*Objective 1*.
Answer these questions from the text about the Lancers:
(a) Which Nashville radio station aired the show where the Lancers heard the music they borrowed?
(b) Which station was the other of Nashville's two most popular radio stations?
(c) Who was ultimately able to put the songs together for the band?

*Quoted text*.
Playing in the pre-Beatles rock/rhythm & blues era, the Lancers borrowed largely from the black artists of the day – Muddy Waters, Ray Charles, Jimmy Reed, Bo Diddley – music they heard on disc jockey Hugh Cherry’s radio show on Nashville’s WMAK.
“The station played what the kids liked to dance to,” remembered Hickerson. “So we were riding along with that. When we started it was rhythm and blues; when we finished it was rock ‘n’ roll.”
WMAK was one of Nashville’s two most popular radio stations (WKDA the other) among listeners aged 18-49 during the late 1950s and through the ‘60s. During this period, the two battled for supremacy of the airways by trying to outdo each other in contests, or with the most music, or with the coolest DJs. Cherry was one of those.
Kirby recalls going out to buy the 45-rpm records played on the radio, having the band gather around a record player, listen and try to figure out how to play it. Ultimately, it was Hendrickson who could put it together for them.
“The guiding influence for our song selection was Phil’s obsession with listening to WMAK,” said Hickerson. “We didn’t write our own music or anything like that – it was copycat stuff, but we definitely had our own style.”

*Data lines*.

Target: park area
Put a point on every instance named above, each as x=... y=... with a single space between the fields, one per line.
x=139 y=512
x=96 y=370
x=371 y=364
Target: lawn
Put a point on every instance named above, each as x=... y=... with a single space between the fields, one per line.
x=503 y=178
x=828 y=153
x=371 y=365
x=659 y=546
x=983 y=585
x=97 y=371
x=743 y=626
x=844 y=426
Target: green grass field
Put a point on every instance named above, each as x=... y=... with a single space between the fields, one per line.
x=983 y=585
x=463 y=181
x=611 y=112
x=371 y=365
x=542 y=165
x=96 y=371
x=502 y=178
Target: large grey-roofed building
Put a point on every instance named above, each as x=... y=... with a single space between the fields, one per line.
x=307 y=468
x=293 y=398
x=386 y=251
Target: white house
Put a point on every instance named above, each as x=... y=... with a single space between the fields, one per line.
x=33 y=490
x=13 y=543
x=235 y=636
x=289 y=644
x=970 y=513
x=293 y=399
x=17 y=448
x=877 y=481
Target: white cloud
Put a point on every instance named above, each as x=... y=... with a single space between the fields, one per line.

--

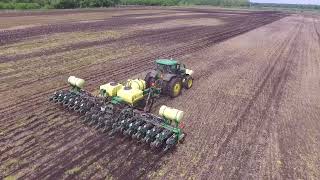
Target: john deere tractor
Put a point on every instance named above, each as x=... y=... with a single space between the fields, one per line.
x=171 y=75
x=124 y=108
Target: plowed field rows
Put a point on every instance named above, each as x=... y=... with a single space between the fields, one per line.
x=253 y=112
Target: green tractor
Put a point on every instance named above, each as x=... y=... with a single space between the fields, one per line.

*Objective 2*.
Update the records starting at the line that contains "Target: park area" and ending at the line that contains "x=877 y=481", changing "green grass field" to "grassy field" and keeping everything else the same. Return only those lines.

*Task solution 1*.
(a) WMAK
(b) WKDA
(c) Hendrickson

*Task solution 2*.
Target: park area
Put a point on every instance named above, each as x=... y=... with a single space between the fields, one per line.
x=139 y=512
x=96 y=370
x=371 y=364
Target: lawn
Put a point on every instance named above, each as x=... y=... with a single space between the fields, one per line.
x=503 y=178
x=828 y=153
x=371 y=365
x=659 y=546
x=983 y=585
x=97 y=371
x=743 y=626
x=844 y=426
Target: grassy field
Put a point on every instance named above, each as x=... y=... with a single space between the fields, one per line.
x=983 y=585
x=463 y=181
x=611 y=112
x=371 y=365
x=542 y=165
x=96 y=371
x=502 y=178
Target: large grey-roofed building
Put a point on every instance named above, each as x=... y=... with a single space between the fields, one per line.
x=307 y=468
x=293 y=398
x=386 y=251
Target: white house
Put a point on every instance named above, each as x=... y=... with a single space between the fields, one per line.
x=33 y=490
x=13 y=543
x=235 y=636
x=289 y=644
x=970 y=513
x=293 y=399
x=17 y=448
x=877 y=481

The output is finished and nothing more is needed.